Given problem: Rewrite every line of the entries below as a JSON list of strings, one string per line. Skip blank lines and leave out the pictures.

[BEGIN Stored rows]

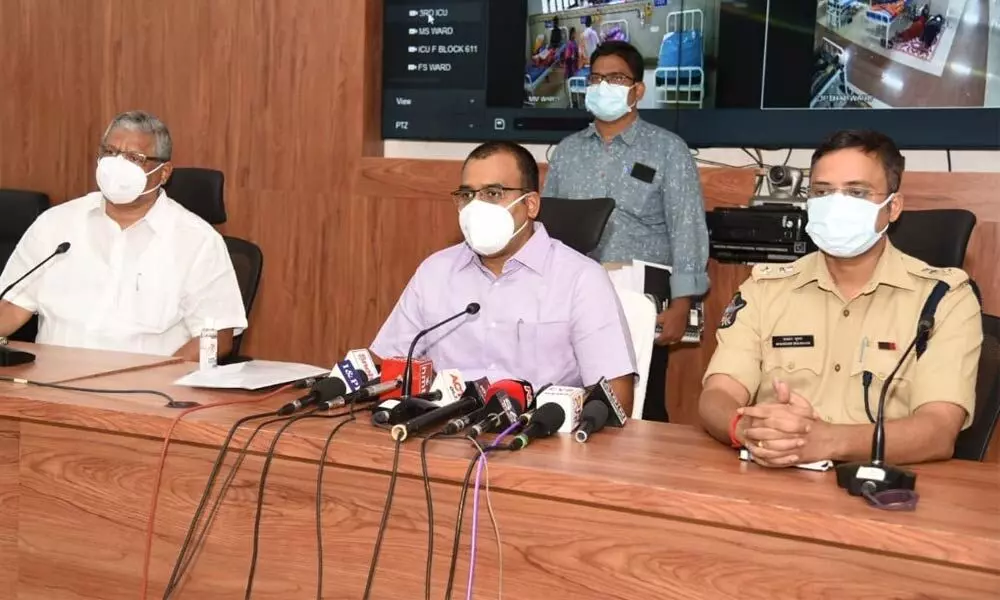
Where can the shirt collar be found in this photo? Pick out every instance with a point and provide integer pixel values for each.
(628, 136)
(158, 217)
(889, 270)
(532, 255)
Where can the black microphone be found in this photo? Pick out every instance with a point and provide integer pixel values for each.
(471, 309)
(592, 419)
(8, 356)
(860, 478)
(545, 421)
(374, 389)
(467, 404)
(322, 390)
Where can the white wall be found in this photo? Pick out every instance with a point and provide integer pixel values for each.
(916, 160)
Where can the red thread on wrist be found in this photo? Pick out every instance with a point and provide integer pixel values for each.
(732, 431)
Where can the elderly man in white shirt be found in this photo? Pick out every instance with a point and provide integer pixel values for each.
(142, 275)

[END Stored rows]

Task output:
[
  "Where can the shirt collar be found in this photo? Pick out every instance with a point and provide integer pixel values for each.",
  "(628, 136)",
  "(158, 217)",
  "(889, 270)",
  "(532, 255)",
  "Where can the black microphone be found in this photo? Pick out every instance with a point and provide integer pixel values for each.",
  "(471, 309)",
  "(592, 419)",
  "(8, 356)",
  "(860, 478)",
  "(545, 421)",
  "(374, 389)",
  "(467, 404)",
  "(322, 390)",
  "Where can the white wall be found in this photo? Pick out every instance with a point and provide integer pixel values for each.",
  "(916, 160)",
  "Where can the red thread on wrist be found in this photo? Pick out every instance with a point and provide integer pixel values for each.",
  "(732, 431)",
  "Where can the elderly man in white shirt be found in this photo? Pick out every instance with a point and provide integer pixel values for each.",
  "(142, 275)"
]